The tool policy supports two modes. In deny-list mode, you specify which tools are explicitly forbidden. Any tool on the deny list is blocked, and everything else is allowed. In allow-list mode, you specify which tools are explicitly permitted. Any tool not on the allow list is blocked. If both an allow list and a deny list are configured, the deny list takes precedence: a tool that appears on both lists is blocked.

When a tool is blocked, the plugin returns a block response with a reason string. OpenClaw communicates this back to the language model as a tool error, and the model typically adjusts its behavior and tries a different approach.

Tool policies are configured per agent. This means you can give a support agent access to search and read tools only, while giving an engineering agent full access to exec and shell tools. An agent with no tool policy configured inherits the global defaults, which by default allow all tools.

This is particularly important for security. If an agent is prompt-injected through a malicious webpage or user input, the attacker might try to make the agent call exec, shell, or curl to exfiltrate data. With a deny list or an allow list in place, these calls are blocked before they execute, regardless of what the language model was tricked into requesting.

Anomaly detection

At a configurable interval that defaults to every thirty seconds, the plugin evaluates five rule-based anomaly detectors against every tracked agent.

> Records supplied:
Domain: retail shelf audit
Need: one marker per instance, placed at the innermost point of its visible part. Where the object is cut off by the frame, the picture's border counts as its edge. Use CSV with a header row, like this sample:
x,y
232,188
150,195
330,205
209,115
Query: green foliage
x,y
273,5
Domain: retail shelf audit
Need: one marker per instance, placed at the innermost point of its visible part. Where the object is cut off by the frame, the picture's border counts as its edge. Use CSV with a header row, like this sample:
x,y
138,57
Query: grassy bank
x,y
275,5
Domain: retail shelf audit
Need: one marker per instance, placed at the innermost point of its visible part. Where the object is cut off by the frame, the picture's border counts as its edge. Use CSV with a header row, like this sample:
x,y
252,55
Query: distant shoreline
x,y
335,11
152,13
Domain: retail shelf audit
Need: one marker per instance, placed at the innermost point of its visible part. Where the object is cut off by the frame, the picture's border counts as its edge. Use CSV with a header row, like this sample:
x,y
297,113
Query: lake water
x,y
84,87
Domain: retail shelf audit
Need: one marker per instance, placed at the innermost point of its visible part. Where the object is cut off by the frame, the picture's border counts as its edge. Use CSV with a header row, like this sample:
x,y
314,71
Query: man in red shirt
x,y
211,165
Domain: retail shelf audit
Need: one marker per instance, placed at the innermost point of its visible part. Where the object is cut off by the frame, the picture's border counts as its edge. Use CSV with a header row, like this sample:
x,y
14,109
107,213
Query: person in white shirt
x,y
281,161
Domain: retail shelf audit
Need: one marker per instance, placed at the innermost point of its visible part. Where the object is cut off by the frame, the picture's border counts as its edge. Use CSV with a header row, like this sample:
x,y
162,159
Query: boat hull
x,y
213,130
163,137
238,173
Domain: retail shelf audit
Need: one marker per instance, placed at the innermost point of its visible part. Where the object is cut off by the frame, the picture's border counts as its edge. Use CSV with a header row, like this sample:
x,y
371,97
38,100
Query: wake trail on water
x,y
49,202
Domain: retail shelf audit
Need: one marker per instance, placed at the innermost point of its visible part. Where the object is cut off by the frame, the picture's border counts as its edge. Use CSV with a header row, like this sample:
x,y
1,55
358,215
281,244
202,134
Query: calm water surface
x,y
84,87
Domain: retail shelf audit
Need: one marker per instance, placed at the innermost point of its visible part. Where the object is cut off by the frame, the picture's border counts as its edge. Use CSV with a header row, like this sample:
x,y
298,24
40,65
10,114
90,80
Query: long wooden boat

> Tasks:
(1) According to the tool-policy excerpt, why does configuring a deny list or an allow list protect an agent that has been prompt-injected? Answer in one to three sentences.
(2) List every tool the tool-policy excerpt mentions by name.
(3) Answer these from the tool-policy excerpt:
(a) If a tool is on both the allow list and the deny list, what happens to it?
(b) What does an agent with no tool policy configured inherit, and what do those settings allow by default?
(c) How many anomaly detectors does the plugin evaluate, and at what default interval?

> Answer set:
(1) An attacker who prompt-injects an agent through a malicious webpage or user input might try to make it call exec, shell, or curl to exfiltrate data. A deny list or allow list blocks those calls before they execute, no matter what the language model was tricked into requesting.

(2) search, read, exec, shell, curl

(3)
(a) It is blocked, because the deny list takes precedence.
(b) It inherits the global defaults, which by default allow all tools.
(c) Five rule-based detectors, every thirty seconds by default.